## SELECTION
((

Understanding Spark SQL Architecture
SQL Query / DataFrame API
│
▼
┌────────────────┐
│ Catalyst │
│ Optimizer │
│ (Logical Plan) │
└────────────────┘
│
▼
┌────────────────┐
│ Tungsten │
│ Execution │
│ Engine │
└────────────────┘
│
▼
┌────────────────┐
│ Physical Plan │
│ (RDD) │
└────────────────┘Getting Started with Spark SQL
Creating a SparkSession
from pyspark.sql import SparkSession
spark = SparkSession.builder \
.appName("SparkSQLDemo") \
.config("spark.sql.adaptive.enabled", "true") \
.config("spark.sql.adaptive.coalescePartitions.enabled", "true") \
.config("spark.sql.shuffle.partitions", "200") \
.getOrCreate()
# Set log level
spark.sparkContext.setLogLevel("WARN")Reading Data
# Read from various sources
df_parquet = spark.read.parquet("data/sales/*.parquet")
df_csv = spark.read \
.option("header", "true") \
.option("inferSchema", "true") \
.csv("data/products.csv")
df_json = spark.read \
.option("multiLine", "true") \
.json("data/events/*.json")
df_delta = spark.read.format("delta").load("data/customers")
# Read with schema
from pyspark.sql.types import StructType, StructField, StringType, DoubleType, TimestampType
schema = StructType([
StructField("order_id", StringType(), False),
StructField("customer_id", StringType(), False),
StructField("amount", DoubleType(), True),
StructField("order_date", TimestampType(), True)

))

## WHAT YOU NEED TO DO
1 - Translate the sentence "Read from various sources" from the Spark SQL page into Spanish.
2 - Decide whether each statement agrees with the Spark SQL page. Answer yes or no for each and quote the words from the page that decide it. (a) The SparkSession sets the number of shuffle partitions to 200. (b) The CSV file is read without a header option. (c) The schema gives the field "amount" the type StringType.
3 - Continue the Spark SQL page from the point where it stops.

## STORED RECORDS
((

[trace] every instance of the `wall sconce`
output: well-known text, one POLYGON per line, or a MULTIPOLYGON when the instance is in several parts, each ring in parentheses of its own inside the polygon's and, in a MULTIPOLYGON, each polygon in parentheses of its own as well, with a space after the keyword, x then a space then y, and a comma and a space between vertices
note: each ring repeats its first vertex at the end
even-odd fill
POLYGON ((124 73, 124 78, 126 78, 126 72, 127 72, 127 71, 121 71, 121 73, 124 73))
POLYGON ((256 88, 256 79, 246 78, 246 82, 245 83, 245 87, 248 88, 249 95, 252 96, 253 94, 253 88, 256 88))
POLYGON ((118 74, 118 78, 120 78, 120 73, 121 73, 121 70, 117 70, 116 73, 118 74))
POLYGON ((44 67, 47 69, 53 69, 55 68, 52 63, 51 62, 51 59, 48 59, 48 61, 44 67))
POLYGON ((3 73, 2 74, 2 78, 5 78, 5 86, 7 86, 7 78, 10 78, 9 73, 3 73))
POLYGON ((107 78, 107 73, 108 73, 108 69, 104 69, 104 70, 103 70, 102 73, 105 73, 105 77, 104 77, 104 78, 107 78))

))

## RESULTS OF THE TASKS
1 - Leer desde diversas fuentes.

2 -
(a) Yes: `.config("spark.sql.shuffle.partitions", "200")`
(b) No: `.option("header", "true")`
(c) No: `StructField("amount", DoubleType(), True)`

3 -
])
df = spark.read.schema(schema).parquet("data/orders")SQL Queries
Register Tables and Views
# Create temporary view
df_orders.createOrReplaceTempView("orders")
df_customers.createOrReplaceTempView("customers")
# Create global temporary view (accessible across sessions)
df_products.createOrReplaceGlobalTempView("products")
# Query with SQL
result = spark.sql("""
SELECT
c.customer_name,
COUNT(o.order_id) as order_count,
SUM(o.amount) as total_spent
FROM orders o
JOIN customers c ON o.customer_id = c.customer_id
WHERE o.order_date >= '2021-01-01'
GROUP BY c.customer_name
HAVING SUM(o.amount) > 1000
ORDER BY total_spent DESC
LIMIT 100
""")
result.show()Complex Queries
# Window functions
result = spark.sql("""
SELECT
customer_id,
order_date,
amount,
SUM(amount) OVER (
PARTITION BY customer_id
ORDER BY order_date
ROWS BETWEEN UNBOUNDED PRECEDING AND CURRENT ROW
) as running_total,
ROW_NUMBER() OVER (
PARTITION BY customer_id
ORDER BY order_date
) as order_sequence,
LAG(amount, 1) OVER (
PARTITION BY customer_id
ORDER BY order_date
) as previous_order_amount
FROM orders
""")
# Common Table Expressions (CTEs)
result = spark.sql("""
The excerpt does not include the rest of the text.